# [EXERCISE BRIEF]
Rescale the material starting at the line that contains "Phrase: older man with gray hair" and ending at the line that contains "(1068, 411)", and return only those lines, requests included. Multiply every coordinate in the answers by 1.2 and round each result to a whole number, with halves rounded up.

# [DATA]
-- start --
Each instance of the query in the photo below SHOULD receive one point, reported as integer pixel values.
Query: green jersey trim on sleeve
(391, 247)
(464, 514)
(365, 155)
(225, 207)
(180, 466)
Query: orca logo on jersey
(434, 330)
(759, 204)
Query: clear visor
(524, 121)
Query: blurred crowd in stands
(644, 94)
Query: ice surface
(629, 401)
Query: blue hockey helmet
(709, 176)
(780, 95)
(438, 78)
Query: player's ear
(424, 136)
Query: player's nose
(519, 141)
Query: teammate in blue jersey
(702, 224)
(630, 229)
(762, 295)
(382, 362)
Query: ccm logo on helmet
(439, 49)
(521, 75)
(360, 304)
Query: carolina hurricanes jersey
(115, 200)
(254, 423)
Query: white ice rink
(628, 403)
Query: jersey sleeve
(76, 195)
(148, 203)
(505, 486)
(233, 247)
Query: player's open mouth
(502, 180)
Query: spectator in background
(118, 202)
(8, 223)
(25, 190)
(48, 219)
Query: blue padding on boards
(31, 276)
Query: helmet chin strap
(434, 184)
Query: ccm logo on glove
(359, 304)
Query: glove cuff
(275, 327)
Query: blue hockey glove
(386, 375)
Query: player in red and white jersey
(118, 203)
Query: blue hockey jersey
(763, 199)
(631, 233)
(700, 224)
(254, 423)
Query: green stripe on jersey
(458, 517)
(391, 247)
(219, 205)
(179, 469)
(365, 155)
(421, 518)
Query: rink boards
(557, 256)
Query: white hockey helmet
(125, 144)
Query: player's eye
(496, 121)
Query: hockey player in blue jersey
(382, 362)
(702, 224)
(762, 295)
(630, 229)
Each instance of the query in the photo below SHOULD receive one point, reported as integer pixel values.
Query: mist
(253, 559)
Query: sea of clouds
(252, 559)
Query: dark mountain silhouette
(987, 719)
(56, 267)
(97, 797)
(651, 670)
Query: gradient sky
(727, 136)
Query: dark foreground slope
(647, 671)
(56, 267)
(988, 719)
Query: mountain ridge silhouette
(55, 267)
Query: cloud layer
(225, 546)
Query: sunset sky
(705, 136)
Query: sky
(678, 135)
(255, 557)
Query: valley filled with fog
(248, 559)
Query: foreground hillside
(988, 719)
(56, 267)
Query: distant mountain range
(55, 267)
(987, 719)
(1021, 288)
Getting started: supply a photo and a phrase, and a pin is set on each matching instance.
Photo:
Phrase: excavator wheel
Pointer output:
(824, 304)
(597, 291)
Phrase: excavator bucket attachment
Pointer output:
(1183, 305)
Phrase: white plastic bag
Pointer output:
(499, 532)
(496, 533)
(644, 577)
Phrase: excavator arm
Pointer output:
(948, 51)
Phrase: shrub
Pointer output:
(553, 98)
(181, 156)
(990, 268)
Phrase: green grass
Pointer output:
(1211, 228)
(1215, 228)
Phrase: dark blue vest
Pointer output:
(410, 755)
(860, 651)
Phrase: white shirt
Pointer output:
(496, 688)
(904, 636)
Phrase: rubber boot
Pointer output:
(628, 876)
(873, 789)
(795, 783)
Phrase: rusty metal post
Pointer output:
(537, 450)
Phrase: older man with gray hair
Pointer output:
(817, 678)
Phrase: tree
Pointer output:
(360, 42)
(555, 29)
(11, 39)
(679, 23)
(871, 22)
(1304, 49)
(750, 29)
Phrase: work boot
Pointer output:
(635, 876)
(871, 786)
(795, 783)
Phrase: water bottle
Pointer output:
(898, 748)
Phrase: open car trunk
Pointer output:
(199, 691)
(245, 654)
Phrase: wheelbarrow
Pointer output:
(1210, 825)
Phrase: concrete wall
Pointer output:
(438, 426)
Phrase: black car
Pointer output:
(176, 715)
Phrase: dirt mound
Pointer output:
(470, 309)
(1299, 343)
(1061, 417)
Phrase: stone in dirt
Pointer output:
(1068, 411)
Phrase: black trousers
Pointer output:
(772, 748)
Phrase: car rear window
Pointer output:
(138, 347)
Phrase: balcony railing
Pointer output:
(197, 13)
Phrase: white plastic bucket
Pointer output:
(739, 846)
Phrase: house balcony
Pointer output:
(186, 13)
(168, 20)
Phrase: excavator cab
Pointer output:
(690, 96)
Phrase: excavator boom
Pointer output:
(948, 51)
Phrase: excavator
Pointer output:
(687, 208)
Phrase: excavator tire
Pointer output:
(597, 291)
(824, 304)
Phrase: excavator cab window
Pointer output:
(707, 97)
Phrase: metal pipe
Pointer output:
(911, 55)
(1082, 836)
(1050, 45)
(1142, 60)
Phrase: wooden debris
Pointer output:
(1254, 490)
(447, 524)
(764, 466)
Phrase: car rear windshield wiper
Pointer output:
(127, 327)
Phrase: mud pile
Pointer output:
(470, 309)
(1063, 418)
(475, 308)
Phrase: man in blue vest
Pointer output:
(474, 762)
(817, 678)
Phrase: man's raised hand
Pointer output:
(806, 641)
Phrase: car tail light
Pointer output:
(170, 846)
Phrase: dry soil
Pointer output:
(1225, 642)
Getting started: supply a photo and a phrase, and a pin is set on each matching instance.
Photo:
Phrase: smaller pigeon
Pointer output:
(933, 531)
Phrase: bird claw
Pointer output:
-- end --
# [RESULT]
Phrase: older man with gray hair
Pointer output:
(980, 814)
Phrase: tree
Pointer output:
(432, 50)
(666, 35)
(13, 47)
(815, 28)
(1045, 26)
(1565, 59)
(900, 35)
Phrase: work boot
Pointer output:
(762, 1051)
(1045, 943)
(954, 940)
Phrase: water bottle
Pointer output:
(1078, 898)
Phrase: open car trunk
Pointer output:
(239, 829)
(294, 785)
Phrase: wheelbarrow
Pointer output:
(1452, 990)
Phrase: concrete wall
Pointer output:
(526, 511)
Phrase: black car
Pointer output:
(211, 858)
Phrase: dirt mound
Pointer output:
(564, 371)
(1559, 412)
(1273, 500)
Phrase: stone in dirt
Pointer output:
(1282, 493)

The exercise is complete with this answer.